What you need to do:
Copy out the rows below, replacing every occurrence of "detect" with "locate" and leaving all other text unchanged.

Records:
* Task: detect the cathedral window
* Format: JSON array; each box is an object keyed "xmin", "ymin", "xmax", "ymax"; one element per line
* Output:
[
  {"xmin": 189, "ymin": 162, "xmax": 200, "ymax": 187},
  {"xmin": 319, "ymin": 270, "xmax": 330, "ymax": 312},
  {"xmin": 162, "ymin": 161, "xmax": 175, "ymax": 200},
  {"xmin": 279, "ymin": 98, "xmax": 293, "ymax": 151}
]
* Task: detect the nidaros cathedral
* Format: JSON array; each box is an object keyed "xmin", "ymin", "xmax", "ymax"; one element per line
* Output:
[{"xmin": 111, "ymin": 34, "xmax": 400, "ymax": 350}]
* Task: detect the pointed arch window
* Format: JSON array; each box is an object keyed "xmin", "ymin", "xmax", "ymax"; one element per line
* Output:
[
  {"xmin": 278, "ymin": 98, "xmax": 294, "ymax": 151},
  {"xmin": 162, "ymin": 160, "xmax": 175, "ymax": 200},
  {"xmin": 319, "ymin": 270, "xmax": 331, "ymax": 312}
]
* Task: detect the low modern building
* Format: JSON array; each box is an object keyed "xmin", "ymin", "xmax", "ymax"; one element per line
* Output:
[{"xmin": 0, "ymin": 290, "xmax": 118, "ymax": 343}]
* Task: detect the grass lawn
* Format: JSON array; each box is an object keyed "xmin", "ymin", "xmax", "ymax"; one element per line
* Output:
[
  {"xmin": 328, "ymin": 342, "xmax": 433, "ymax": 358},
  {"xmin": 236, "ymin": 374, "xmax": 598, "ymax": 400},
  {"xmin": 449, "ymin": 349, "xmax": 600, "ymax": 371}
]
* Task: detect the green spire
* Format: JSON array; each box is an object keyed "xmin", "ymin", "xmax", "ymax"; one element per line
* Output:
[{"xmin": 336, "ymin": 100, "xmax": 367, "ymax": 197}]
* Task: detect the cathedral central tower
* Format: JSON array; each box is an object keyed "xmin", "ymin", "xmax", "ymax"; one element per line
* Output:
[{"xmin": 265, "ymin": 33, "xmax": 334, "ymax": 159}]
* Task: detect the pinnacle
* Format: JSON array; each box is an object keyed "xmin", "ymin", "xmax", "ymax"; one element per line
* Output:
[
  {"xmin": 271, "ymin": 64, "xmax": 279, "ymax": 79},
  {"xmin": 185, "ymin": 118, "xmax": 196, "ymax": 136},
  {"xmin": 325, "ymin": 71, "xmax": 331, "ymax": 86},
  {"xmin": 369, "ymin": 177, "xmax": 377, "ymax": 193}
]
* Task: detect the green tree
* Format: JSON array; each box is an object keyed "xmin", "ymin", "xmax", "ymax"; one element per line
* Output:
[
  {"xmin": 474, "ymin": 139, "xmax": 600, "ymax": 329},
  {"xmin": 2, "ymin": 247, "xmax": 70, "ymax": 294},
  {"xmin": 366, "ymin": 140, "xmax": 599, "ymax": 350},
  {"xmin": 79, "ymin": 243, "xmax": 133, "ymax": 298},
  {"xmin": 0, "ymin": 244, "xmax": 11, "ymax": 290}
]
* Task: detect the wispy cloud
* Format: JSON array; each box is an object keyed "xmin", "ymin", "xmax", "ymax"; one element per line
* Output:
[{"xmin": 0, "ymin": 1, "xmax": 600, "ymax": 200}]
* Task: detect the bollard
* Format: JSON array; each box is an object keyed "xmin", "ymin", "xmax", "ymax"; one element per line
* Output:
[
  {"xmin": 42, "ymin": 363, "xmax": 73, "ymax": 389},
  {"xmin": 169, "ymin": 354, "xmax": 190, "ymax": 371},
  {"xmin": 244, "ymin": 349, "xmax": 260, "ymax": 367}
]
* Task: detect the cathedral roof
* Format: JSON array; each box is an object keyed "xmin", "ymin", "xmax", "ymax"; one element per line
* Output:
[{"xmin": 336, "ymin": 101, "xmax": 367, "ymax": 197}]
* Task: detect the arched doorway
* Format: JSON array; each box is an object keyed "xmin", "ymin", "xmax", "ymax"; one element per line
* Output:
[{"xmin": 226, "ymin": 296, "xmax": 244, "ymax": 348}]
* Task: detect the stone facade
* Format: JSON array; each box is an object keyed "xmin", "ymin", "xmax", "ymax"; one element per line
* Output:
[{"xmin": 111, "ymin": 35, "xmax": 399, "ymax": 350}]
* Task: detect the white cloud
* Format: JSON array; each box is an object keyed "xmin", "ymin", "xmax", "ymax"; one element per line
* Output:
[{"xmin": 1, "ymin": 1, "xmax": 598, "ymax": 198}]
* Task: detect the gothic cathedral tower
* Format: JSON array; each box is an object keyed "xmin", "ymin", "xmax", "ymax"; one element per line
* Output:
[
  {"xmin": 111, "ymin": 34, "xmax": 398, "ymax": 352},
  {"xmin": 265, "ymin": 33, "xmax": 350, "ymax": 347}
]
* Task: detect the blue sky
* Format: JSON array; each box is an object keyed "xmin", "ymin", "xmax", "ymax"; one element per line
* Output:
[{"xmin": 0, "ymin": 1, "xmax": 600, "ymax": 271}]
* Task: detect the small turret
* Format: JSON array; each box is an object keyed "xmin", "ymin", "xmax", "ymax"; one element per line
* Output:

Output:
* Task: locate the cathedral window
* Format: JSON array; each box is an object keyed "xmin", "ymin", "xmax", "ymax"; one element per line
* Output:
[
  {"xmin": 189, "ymin": 162, "xmax": 200, "ymax": 187},
  {"xmin": 319, "ymin": 270, "xmax": 330, "ymax": 312},
  {"xmin": 162, "ymin": 161, "xmax": 175, "ymax": 200},
  {"xmin": 279, "ymin": 98, "xmax": 293, "ymax": 151}
]
* Task: locate the nidaros cathedral
* Format: JSON array; each box is an object keyed "xmin", "ymin", "xmax", "ymax"; one element per line
* Output:
[{"xmin": 111, "ymin": 34, "xmax": 400, "ymax": 350}]
* Task: locate the pointed arch window
* Format: JSON array; each box is an object keyed "xmin", "ymin", "xmax", "ymax"; one element per line
* Output:
[
  {"xmin": 278, "ymin": 98, "xmax": 294, "ymax": 151},
  {"xmin": 162, "ymin": 160, "xmax": 175, "ymax": 200},
  {"xmin": 319, "ymin": 270, "xmax": 331, "ymax": 312}
]
* Task: locate the low modern building
* Format: JSON array; each box is an object keyed "xmin", "ymin", "xmax", "ymax"; one element per line
* Output:
[{"xmin": 0, "ymin": 290, "xmax": 118, "ymax": 343}]
* Task: locate the grass lawn
* Format: JSON array; each box is an object keyed "xmin", "ymin", "xmax", "ymax"; one element per line
* Output:
[
  {"xmin": 328, "ymin": 342, "xmax": 433, "ymax": 358},
  {"xmin": 236, "ymin": 374, "xmax": 598, "ymax": 400},
  {"xmin": 449, "ymin": 349, "xmax": 600, "ymax": 371}
]
* Task: locate the green spire
* Format: JSON array; each box is an object keyed "xmin", "ymin", "xmax", "ymax"; one element per line
* Output:
[{"xmin": 336, "ymin": 100, "xmax": 367, "ymax": 197}]
* Task: locate the cathedral central tower
* Format: JSON array; each box is an object keyed "xmin", "ymin", "xmax", "ymax"; one element per line
* Output:
[{"xmin": 265, "ymin": 33, "xmax": 334, "ymax": 159}]
* Task: locate the pinnacle
* Format: JSON array; each box is an object keyed "xmin", "ymin", "xmax", "ymax"; one element per line
* Output:
[
  {"xmin": 271, "ymin": 64, "xmax": 279, "ymax": 79},
  {"xmin": 185, "ymin": 118, "xmax": 196, "ymax": 136},
  {"xmin": 325, "ymin": 71, "xmax": 331, "ymax": 86},
  {"xmin": 369, "ymin": 177, "xmax": 377, "ymax": 193}
]
* Task: locate the green tree
* Format: JSON array; each box is an object keyed "xmin", "ymin", "xmax", "ymax"; one element per line
* Output:
[
  {"xmin": 474, "ymin": 139, "xmax": 600, "ymax": 329},
  {"xmin": 2, "ymin": 247, "xmax": 70, "ymax": 294},
  {"xmin": 366, "ymin": 140, "xmax": 599, "ymax": 350},
  {"xmin": 79, "ymin": 243, "xmax": 133, "ymax": 298},
  {"xmin": 0, "ymin": 244, "xmax": 11, "ymax": 290}
]
* Task: locate the wispy cloud
* Format: JSON array; each box is an object keyed "xmin", "ymin", "xmax", "ymax"; one element per line
* Output:
[{"xmin": 0, "ymin": 1, "xmax": 600, "ymax": 200}]
* Task: locate the bollard
* Format: JSON array; each box is an object keyed "xmin", "ymin", "xmax", "ymax"; one element per line
* Output:
[
  {"xmin": 42, "ymin": 363, "xmax": 73, "ymax": 389},
  {"xmin": 169, "ymin": 354, "xmax": 190, "ymax": 371},
  {"xmin": 244, "ymin": 349, "xmax": 260, "ymax": 367}
]
* Task: locate the cathedral roof
* Format: JSON array; each box is an object keyed "xmin", "ymin", "xmax", "ymax"; one element per line
* Output:
[{"xmin": 336, "ymin": 101, "xmax": 367, "ymax": 197}]
* Task: locate the arched doorway
* Format: JSON array; each box is an object keyed "xmin", "ymin", "xmax", "ymax"; one element per line
* Output:
[{"xmin": 226, "ymin": 296, "xmax": 244, "ymax": 348}]
* Task: locate the stone facade
* Format: JSON array; each box is an object keyed "xmin", "ymin", "xmax", "ymax"; one element per line
* Output:
[{"xmin": 111, "ymin": 35, "xmax": 399, "ymax": 350}]
* Task: locate the white cloud
* Format: JSON array; each box is an object keyed "xmin", "ymin", "xmax", "ymax"; one element per line
* Output:
[{"xmin": 1, "ymin": 1, "xmax": 598, "ymax": 198}]
* Task: locate the gothic cathedral tower
* Format: JSON array; each box is an object keyed "xmin", "ymin", "xmax", "ymax"; one element per line
* Output:
[
  {"xmin": 111, "ymin": 34, "xmax": 398, "ymax": 352},
  {"xmin": 265, "ymin": 33, "xmax": 350, "ymax": 347}
]
* Task: locate the blue sky
* Format: JSON array; each box is an object keyed "xmin", "ymin", "xmax", "ymax"; one element per line
* Output:
[{"xmin": 0, "ymin": 1, "xmax": 600, "ymax": 271}]
* Task: locate the small turret
* Format: JSON array; each box is an object keyed "xmin", "ymin", "xmax", "ymax"; one element per line
* Output:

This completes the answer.